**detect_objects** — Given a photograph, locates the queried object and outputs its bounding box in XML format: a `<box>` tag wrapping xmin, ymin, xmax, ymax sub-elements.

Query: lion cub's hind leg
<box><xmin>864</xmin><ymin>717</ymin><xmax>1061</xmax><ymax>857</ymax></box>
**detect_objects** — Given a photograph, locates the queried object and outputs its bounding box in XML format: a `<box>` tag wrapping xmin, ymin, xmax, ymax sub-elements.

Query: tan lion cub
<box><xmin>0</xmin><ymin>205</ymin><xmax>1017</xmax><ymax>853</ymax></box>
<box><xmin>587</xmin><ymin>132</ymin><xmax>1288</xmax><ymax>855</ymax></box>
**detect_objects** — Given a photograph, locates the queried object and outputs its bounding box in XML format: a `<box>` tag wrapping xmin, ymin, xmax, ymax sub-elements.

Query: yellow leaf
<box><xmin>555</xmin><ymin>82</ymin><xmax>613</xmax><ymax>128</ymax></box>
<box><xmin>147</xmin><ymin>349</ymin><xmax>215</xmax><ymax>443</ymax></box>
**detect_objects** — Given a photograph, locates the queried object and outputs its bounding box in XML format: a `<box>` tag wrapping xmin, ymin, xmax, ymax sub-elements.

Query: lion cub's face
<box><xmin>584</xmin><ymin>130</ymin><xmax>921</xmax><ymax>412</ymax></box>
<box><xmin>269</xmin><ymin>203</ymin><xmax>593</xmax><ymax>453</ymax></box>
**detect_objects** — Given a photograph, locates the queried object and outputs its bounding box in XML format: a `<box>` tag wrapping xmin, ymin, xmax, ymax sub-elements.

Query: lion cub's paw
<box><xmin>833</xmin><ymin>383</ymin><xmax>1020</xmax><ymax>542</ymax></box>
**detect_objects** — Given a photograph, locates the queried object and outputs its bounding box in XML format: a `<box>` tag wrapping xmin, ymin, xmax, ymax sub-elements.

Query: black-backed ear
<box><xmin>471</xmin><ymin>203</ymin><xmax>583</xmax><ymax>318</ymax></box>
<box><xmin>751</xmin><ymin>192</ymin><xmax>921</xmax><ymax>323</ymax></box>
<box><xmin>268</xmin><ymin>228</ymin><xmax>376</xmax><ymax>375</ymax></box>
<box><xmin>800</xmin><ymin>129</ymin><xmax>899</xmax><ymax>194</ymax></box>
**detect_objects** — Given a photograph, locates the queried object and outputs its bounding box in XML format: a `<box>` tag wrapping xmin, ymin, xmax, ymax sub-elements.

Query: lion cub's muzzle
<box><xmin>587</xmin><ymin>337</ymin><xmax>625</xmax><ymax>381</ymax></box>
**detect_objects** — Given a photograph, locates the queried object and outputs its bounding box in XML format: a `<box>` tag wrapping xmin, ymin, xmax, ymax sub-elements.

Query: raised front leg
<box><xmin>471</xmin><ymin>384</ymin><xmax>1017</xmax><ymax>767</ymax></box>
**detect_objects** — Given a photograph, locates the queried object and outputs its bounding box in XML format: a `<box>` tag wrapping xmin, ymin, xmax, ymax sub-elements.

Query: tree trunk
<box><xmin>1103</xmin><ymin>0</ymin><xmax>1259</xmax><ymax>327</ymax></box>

****************

**Exercise objective:** Report every line in the items above that contains the word "Query". Uppercase and lowercase count as different.

**Result of this exercise:**
Query: lion cub's hind leg
Query: tan lion cub
Query: yellow leaf
Query: lion cub's face
Query: lion cub's paw
Query: black-backed ear
Query: lion cub's muzzle
Query: raised front leg
Query: tree trunk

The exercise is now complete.